Your response should be the lines from the one holding "Where can you find the gray shingle" to the last line of the data below, copied exactly and with no additions.
── INPUT RECORDS ──
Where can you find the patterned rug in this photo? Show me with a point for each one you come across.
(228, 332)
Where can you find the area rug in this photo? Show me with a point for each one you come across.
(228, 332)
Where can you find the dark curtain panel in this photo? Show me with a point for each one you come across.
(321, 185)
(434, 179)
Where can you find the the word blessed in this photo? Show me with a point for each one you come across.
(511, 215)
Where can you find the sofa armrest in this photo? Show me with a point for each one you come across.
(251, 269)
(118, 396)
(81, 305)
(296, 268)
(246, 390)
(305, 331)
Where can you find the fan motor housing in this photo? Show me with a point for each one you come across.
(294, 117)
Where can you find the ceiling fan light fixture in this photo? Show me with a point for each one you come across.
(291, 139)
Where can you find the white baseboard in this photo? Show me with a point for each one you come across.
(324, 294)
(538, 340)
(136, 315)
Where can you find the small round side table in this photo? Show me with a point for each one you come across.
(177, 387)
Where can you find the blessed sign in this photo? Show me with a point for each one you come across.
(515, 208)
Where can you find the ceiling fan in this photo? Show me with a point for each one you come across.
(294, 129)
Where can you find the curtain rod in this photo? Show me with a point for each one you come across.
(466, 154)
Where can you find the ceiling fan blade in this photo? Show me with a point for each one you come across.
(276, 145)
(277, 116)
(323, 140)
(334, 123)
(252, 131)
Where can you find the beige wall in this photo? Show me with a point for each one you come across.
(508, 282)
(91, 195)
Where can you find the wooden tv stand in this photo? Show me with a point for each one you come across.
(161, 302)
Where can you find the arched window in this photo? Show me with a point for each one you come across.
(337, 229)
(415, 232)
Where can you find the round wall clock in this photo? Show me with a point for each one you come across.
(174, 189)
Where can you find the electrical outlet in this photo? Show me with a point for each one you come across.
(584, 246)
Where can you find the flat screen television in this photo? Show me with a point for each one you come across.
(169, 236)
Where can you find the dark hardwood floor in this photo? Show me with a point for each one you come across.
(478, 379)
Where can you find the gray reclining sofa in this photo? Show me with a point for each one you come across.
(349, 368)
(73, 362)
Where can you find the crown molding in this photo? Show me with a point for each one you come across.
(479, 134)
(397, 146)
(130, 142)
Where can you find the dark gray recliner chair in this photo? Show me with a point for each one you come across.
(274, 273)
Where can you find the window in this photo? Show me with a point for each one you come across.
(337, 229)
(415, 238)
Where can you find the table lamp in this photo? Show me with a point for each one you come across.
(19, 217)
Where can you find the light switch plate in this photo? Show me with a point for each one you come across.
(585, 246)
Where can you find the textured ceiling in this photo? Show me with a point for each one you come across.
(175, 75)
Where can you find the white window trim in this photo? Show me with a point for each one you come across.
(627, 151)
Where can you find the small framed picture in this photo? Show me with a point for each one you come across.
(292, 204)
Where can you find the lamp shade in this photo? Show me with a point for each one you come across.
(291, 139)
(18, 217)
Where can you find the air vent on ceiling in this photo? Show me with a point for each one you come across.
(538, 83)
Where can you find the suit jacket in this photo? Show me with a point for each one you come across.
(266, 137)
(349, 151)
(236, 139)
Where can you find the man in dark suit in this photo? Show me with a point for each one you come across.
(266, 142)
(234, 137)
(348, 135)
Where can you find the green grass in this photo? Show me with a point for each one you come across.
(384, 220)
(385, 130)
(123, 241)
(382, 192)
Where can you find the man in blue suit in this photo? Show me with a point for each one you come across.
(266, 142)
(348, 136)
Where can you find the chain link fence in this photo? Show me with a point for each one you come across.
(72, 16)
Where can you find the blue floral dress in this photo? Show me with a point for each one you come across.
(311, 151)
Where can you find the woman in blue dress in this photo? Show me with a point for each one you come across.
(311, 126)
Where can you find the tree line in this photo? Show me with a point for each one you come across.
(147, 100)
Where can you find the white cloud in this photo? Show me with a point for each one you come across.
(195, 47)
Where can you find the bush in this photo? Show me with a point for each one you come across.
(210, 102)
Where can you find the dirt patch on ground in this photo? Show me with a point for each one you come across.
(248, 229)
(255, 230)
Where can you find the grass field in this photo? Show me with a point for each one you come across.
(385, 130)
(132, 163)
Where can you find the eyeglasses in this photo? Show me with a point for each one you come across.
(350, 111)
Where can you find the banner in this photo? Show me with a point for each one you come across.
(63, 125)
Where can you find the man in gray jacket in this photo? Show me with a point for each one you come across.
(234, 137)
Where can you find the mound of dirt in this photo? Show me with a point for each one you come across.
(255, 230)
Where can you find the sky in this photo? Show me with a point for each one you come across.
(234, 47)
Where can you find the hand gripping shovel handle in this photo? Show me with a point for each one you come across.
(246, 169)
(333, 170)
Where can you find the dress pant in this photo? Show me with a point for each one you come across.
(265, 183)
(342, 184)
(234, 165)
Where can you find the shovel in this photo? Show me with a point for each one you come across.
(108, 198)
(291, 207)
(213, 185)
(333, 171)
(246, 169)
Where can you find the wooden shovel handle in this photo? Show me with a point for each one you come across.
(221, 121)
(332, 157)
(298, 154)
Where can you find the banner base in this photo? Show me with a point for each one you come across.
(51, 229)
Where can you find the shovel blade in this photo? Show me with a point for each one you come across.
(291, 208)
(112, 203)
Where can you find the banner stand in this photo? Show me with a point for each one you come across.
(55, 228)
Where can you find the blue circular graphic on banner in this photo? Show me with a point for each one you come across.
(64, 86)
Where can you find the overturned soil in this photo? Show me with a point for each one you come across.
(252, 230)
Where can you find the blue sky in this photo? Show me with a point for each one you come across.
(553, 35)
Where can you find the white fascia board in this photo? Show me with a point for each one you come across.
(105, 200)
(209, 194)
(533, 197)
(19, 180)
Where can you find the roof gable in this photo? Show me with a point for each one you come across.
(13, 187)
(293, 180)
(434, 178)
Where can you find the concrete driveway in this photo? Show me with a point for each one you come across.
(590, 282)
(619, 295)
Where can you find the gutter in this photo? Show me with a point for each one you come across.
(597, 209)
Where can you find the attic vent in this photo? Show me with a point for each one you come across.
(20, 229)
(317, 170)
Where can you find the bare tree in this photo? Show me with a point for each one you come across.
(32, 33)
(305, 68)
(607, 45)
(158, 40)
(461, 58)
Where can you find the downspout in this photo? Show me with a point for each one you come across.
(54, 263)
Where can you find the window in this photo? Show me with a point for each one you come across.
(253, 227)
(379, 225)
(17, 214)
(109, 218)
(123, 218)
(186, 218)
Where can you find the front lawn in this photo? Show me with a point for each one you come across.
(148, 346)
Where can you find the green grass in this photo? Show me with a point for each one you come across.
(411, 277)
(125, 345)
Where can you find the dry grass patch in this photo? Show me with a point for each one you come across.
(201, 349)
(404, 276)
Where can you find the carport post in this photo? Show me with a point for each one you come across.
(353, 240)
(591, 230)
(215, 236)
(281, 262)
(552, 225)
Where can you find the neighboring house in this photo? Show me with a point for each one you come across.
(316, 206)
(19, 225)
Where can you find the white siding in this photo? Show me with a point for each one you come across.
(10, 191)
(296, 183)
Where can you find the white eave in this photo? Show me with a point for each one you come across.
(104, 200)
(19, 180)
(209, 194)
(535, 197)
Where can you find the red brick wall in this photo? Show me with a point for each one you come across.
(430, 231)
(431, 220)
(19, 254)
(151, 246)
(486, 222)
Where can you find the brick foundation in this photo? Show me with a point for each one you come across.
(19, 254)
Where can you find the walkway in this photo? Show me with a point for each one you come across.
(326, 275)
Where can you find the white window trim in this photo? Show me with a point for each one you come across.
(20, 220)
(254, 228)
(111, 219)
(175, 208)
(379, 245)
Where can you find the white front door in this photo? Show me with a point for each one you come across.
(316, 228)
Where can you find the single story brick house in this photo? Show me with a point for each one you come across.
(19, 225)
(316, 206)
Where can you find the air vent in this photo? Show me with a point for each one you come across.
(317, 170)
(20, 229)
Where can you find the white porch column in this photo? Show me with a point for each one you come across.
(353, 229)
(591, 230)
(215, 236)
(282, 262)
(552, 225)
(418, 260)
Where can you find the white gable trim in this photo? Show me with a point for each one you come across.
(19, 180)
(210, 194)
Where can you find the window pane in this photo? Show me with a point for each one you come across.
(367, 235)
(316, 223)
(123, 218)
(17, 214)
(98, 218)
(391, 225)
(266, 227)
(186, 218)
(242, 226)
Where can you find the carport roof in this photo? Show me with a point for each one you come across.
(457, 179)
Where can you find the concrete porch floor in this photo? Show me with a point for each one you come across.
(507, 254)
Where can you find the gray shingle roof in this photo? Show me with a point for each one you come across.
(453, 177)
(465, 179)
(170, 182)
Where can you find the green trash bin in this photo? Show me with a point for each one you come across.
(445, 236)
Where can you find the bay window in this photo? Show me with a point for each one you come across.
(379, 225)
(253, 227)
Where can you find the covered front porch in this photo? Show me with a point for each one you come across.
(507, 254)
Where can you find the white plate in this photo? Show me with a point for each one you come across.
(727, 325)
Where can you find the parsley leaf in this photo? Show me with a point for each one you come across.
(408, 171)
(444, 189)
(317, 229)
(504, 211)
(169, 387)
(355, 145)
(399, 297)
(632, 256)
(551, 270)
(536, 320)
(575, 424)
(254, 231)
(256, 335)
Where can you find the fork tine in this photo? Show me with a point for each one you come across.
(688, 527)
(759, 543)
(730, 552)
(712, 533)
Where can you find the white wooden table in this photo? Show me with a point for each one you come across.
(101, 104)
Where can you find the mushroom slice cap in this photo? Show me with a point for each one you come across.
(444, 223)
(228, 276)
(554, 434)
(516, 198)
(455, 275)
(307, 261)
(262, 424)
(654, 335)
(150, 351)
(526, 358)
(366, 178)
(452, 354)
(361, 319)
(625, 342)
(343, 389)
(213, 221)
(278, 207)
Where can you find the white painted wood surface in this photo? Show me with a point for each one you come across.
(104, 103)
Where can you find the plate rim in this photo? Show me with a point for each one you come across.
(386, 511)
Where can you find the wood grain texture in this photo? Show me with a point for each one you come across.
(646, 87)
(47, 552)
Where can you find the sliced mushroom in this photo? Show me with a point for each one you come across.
───
_SOLUTION:_
Where can you find the gray shingle roof in this photo? Show me with a point for each one you come across.
(453, 177)
(465, 179)
(170, 182)
Where can you find the green trash bin in this photo? Show me with a point for each one you come across.
(445, 236)
Where can you find the bay window in this photo? Show me with a point for each one you come across.
(379, 225)
(253, 227)
Where can you find the covered front porch in this photo? Show me with a point for each one you come across.
(507, 254)
Where can you find the white plate in this photo? Show me with a point for each one you come across.
(727, 325)
Where can you find the parsley leaf in this photo? Show me with a point for each one you come across.
(408, 171)
(444, 189)
(317, 229)
(504, 211)
(169, 387)
(355, 145)
(399, 297)
(632, 256)
(551, 270)
(536, 320)
(575, 424)
(254, 231)
(256, 335)
Where can you find the fork tine in this photo? Show me with a point for each one you come across.
(688, 527)
(759, 543)
(730, 552)
(712, 533)
Where can you find the white wooden table in this photo? Show me with a point for each one you come across.
(101, 104)
Where can you find the mushroom slice cap in this photo? Show me with a point for each one you come across.
(444, 223)
(228, 276)
(554, 434)
(516, 198)
(455, 275)
(307, 261)
(262, 424)
(654, 335)
(150, 351)
(526, 358)
(366, 178)
(452, 354)
(361, 319)
(625, 342)
(343, 389)
(213, 221)
(278, 207)
Where can you find the white painted wood surface in this photo? Show me with a point for each one you come across.
(104, 103)
Where can you find the plate rim in this photo? Show me with a point for each one you come across.
(386, 511)
Where can you find the wood grain texture in this photo? Show me with a point for each one you come across.
(646, 87)
(47, 552)
Where can you find the sliced mushroom in this photo? Show me with a point for each one you come across.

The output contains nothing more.